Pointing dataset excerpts
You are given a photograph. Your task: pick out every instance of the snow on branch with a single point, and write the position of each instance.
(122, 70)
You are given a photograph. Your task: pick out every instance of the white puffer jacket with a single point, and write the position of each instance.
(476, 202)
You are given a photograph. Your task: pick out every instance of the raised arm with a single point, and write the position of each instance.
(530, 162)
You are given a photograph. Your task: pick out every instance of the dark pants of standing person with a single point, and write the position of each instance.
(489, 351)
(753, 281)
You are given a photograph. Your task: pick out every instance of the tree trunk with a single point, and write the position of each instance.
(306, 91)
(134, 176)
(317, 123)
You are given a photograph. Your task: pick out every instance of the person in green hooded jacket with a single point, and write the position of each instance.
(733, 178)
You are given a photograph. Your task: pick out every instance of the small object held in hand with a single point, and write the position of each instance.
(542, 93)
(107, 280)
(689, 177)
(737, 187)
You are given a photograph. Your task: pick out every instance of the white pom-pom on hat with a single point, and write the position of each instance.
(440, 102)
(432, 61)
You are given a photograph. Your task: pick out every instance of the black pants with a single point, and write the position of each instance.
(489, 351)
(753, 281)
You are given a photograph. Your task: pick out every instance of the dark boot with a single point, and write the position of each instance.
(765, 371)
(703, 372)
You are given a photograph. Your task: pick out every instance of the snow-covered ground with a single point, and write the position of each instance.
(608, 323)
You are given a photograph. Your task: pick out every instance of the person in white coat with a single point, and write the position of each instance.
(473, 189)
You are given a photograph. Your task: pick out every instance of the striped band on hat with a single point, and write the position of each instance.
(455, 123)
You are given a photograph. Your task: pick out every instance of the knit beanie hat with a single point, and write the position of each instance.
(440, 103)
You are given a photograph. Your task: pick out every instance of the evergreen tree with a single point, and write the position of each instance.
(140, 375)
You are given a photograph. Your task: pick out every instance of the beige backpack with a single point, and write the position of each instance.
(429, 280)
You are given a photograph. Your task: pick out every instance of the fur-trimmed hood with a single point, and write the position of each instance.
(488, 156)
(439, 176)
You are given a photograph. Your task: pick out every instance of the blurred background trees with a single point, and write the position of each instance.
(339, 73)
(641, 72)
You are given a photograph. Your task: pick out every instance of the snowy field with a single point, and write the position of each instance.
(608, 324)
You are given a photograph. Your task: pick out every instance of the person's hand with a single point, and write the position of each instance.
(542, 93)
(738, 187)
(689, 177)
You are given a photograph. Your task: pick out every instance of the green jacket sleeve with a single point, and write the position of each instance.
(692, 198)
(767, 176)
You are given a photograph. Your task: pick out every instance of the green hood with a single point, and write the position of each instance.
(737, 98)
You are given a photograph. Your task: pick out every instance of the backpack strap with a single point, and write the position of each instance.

## To be done
From the line containing "of the knit" through the final line of the listing above, retype every line exactly; leave out everything else.

## Exercise answer
You are given a photograph. Your task: pick out every instance of the knit beanie hat with a single point, and write the position of each instance.
(440, 103)
You are given a photograph. Your task: pick out every instance of the evergreen tree with a single point, and write the position of each instance.
(140, 375)
You are given a photograph. Your task: pick out every instance of the beige backpack with a single point, and write the position of each instance.
(429, 280)
You are given a photograph. Your task: pick out every instance of the fur-trimmed hood with a single point, and write the position of each instance.
(488, 156)
(439, 176)
You are given a photograph. Your task: pick out every instance of the blurred background trees with a single point, and write the position of each instance.
(339, 73)
(641, 72)
You are given a photograph. Your task: pick out every instance of the snowy field with a single point, and write the position of each instance.
(608, 324)
You are given a photograph. Your task: pick out every instance of the person's hand with a single point, and write the position of each instance.
(542, 93)
(738, 187)
(689, 177)
You are given a photograph. Your task: pick out every instance of the green jacket sleeve with a single point, and write the position of each instance.
(692, 198)
(767, 176)
You are given a photograph. Your task: pick out every instance of the green hood with a single point, and write the position of each instance.
(737, 98)
You are given a photograph. Your task: pick out every instance of the backpack strap with a single point, and write the position of each instance.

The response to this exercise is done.